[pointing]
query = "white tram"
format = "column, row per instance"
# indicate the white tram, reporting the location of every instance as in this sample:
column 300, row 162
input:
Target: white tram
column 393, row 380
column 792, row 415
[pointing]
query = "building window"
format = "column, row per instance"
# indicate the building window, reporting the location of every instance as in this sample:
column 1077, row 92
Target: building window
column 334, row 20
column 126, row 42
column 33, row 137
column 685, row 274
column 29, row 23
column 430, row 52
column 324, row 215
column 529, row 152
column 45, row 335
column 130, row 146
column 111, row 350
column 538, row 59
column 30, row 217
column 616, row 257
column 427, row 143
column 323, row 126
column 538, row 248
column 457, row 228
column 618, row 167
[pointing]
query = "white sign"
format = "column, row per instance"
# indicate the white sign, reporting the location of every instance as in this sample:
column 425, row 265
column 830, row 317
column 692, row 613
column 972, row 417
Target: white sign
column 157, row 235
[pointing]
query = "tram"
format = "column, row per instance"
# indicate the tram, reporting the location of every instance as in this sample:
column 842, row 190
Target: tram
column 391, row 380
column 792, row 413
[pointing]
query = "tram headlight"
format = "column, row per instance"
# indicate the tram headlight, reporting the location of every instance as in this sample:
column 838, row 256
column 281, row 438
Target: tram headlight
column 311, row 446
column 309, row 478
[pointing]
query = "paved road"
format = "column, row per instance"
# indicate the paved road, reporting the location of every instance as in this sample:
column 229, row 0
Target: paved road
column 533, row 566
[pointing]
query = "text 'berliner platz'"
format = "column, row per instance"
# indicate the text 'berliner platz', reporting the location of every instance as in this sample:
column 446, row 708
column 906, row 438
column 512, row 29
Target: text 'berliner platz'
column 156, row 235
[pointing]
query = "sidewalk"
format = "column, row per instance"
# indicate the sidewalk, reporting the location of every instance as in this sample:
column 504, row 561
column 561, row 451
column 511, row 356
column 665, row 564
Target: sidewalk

+ + + + + + +

(Exercise description): Give back all the records exactly as they stand.

(Exercise answer):
[pointing]
query = "white tram"
format = "column, row per instance"
# indicate the white tram, reporting the location of every instance as in this sample:
column 300, row 162
input:
Target: white tram
column 393, row 380
column 792, row 415
[pointing]
query = "building window"
format = "column, row per instance"
# indicate the building window, reporting the location of every instance as in this sample:
column 1077, row 92
Target: building window
column 334, row 20
column 126, row 42
column 33, row 137
column 685, row 274
column 29, row 23
column 430, row 52
column 324, row 215
column 529, row 152
column 45, row 335
column 130, row 146
column 111, row 350
column 538, row 59
column 30, row 217
column 616, row 257
column 427, row 143
column 323, row 126
column 538, row 248
column 457, row 228
column 618, row 167
[pointing]
query = "white sign"
format = "column, row per instance"
# indicate the white sign, reporting the location of every instance as in this sample:
column 425, row 265
column 830, row 317
column 692, row 613
column 972, row 417
Target: white sign
column 157, row 235
[pointing]
query = "tram"
format = "column, row per instance"
# indicate the tram, reporting the location of every instance as in this sample:
column 842, row 190
Target: tram
column 391, row 380
column 792, row 413
[pointing]
query = "tram headlight"
format = "column, row per instance"
# indicate the tram headlight, reporting the location of every instance as in this sample:
column 838, row 256
column 281, row 438
Target: tram headlight
column 311, row 446
column 309, row 478
[pointing]
query = "paved road"
format = "column, row per instance"
# indicate the paved road, reporting the location of every instance as in this sample:
column 229, row 0
Target: paved road
column 533, row 566
[pointing]
query = "text 'berliner platz'"
format = "column, row per instance"
# indicate the text 'berliner platz', reporting the location of every instance as in this sample:
column 446, row 708
column 906, row 438
column 512, row 29
Target: text 'berliner platz'
column 156, row 235
[pointing]
query = "sidewalk"
format = "column, row per instance"
# indicate the sidewalk, reporting the location of every instance as in this sample:
column 504, row 561
column 561, row 451
column 511, row 356
column 665, row 564
Target: sidewalk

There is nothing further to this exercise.